Material for this exercise
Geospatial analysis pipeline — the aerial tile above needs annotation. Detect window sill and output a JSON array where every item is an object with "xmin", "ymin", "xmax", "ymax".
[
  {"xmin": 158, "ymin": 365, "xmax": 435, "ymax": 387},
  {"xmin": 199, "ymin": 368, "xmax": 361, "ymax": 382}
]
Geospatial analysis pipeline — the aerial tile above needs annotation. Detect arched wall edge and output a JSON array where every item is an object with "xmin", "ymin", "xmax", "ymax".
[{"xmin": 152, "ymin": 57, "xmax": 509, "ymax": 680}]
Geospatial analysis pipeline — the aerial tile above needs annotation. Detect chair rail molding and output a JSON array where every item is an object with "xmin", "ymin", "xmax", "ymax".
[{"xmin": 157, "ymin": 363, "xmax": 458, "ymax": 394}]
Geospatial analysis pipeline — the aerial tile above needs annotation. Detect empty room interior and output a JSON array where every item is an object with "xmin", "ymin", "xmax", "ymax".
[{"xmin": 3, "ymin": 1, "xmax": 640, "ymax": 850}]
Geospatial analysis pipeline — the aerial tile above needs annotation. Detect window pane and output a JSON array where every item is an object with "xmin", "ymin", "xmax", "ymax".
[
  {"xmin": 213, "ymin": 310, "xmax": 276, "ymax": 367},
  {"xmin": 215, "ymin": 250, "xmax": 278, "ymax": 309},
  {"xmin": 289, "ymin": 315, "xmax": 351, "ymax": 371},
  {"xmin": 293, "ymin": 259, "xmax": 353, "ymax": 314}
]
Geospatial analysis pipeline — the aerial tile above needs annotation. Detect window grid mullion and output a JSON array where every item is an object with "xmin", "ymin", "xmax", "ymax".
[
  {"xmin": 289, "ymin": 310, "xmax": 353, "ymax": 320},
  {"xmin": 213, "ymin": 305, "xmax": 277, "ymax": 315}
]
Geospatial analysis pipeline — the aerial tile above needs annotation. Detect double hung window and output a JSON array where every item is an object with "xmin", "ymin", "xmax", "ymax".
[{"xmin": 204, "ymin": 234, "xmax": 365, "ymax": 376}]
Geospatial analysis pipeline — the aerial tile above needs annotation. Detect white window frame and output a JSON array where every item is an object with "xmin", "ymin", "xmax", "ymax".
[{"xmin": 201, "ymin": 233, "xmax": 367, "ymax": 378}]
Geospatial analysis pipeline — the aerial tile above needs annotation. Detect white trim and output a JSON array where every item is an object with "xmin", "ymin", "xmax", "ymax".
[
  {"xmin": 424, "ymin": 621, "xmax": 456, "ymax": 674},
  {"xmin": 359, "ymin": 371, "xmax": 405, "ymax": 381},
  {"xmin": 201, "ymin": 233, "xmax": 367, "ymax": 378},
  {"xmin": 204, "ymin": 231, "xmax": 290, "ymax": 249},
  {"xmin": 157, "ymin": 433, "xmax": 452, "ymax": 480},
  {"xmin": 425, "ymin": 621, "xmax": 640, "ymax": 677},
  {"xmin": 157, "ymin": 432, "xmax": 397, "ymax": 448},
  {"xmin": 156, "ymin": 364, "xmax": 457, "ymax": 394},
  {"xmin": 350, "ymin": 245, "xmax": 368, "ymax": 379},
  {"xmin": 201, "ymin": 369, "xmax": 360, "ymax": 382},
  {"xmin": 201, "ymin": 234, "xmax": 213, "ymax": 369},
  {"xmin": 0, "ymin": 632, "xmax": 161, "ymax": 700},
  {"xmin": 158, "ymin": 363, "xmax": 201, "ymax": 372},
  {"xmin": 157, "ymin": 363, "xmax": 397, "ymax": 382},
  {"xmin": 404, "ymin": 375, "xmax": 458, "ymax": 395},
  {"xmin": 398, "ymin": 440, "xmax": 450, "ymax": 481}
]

What you have to do
The records above need to be retyped in full, exactly as they stand.

Solved exercise
Geospatial analysis pipeline — the aerial tile above needs annotation. Detect window sill and output a JSON array where every item is an object with "xmin", "ymin", "xmax", "ymax".
[
  {"xmin": 158, "ymin": 365, "xmax": 435, "ymax": 387},
  {"xmin": 199, "ymin": 368, "xmax": 361, "ymax": 382}
]
Geospatial analysis pipeline — the aerial tile above needs annotation. Detect arched wall edge and output a JSON array where every item is an object with "xmin", "ymin", "xmax", "ymax".
[{"xmin": 152, "ymin": 57, "xmax": 509, "ymax": 680}]
Geospatial analysis pipeline — the aerial tile above needs annotation. Detect chair rail molding and output a JSON array where every item is an object with "xmin", "ymin", "xmax", "ymax".
[{"xmin": 157, "ymin": 363, "xmax": 458, "ymax": 394}]
Geospatial analysis pipeline — the aerial tile above needs annotation. Detect empty room interior and output a JSON array where every item is an object with "xmin", "ymin", "xmax", "ymax".
[{"xmin": 3, "ymin": 1, "xmax": 640, "ymax": 850}]
Geospatial analysis pipeline — the aerial tile above needs annotation. Detect window pane and output a JSON array where every item is an object with "xmin", "ymin", "xmax", "ymax".
[
  {"xmin": 213, "ymin": 310, "xmax": 276, "ymax": 367},
  {"xmin": 215, "ymin": 250, "xmax": 278, "ymax": 309},
  {"xmin": 289, "ymin": 315, "xmax": 351, "ymax": 371},
  {"xmin": 293, "ymin": 259, "xmax": 353, "ymax": 314}
]
Geospatial analysis pipeline — the aerial tile above needs annotation. Detect window grid mullion and output a JSON array where every item is an object with "xmin", "ymin", "xmax", "ymax".
[
  {"xmin": 289, "ymin": 310, "xmax": 353, "ymax": 320},
  {"xmin": 213, "ymin": 305, "xmax": 277, "ymax": 315}
]
Geospatial analysis pipeline — the aerial tile above needs annotation. Detect double hung window and output a JSON array where every item is an object with "xmin", "ymin", "xmax", "ymax".
[{"xmin": 204, "ymin": 234, "xmax": 365, "ymax": 376}]
Geospatial analysis pipeline — the aerial tile above needs annotation. Detect white window frame and output a JSON array where every item is an object with "xmin", "ymin", "xmax", "ymax".
[{"xmin": 201, "ymin": 233, "xmax": 367, "ymax": 378}]
Geospatial analysis pipeline — the aerial tile above needs annotation. Detect white trim and output a JSON array where every item is an object with "xmin", "ymin", "xmax", "ymax".
[
  {"xmin": 424, "ymin": 621, "xmax": 456, "ymax": 674},
  {"xmin": 359, "ymin": 371, "xmax": 405, "ymax": 381},
  {"xmin": 201, "ymin": 233, "xmax": 367, "ymax": 378},
  {"xmin": 204, "ymin": 231, "xmax": 290, "ymax": 249},
  {"xmin": 157, "ymin": 433, "xmax": 452, "ymax": 480},
  {"xmin": 425, "ymin": 621, "xmax": 640, "ymax": 677},
  {"xmin": 157, "ymin": 432, "xmax": 397, "ymax": 448},
  {"xmin": 156, "ymin": 364, "xmax": 457, "ymax": 394},
  {"xmin": 350, "ymin": 245, "xmax": 368, "ymax": 379},
  {"xmin": 201, "ymin": 369, "xmax": 360, "ymax": 382},
  {"xmin": 201, "ymin": 234, "xmax": 213, "ymax": 369},
  {"xmin": 0, "ymin": 632, "xmax": 161, "ymax": 700},
  {"xmin": 158, "ymin": 363, "xmax": 201, "ymax": 372},
  {"xmin": 157, "ymin": 363, "xmax": 397, "ymax": 382},
  {"xmin": 404, "ymin": 375, "xmax": 458, "ymax": 395},
  {"xmin": 398, "ymin": 440, "xmax": 450, "ymax": 481}
]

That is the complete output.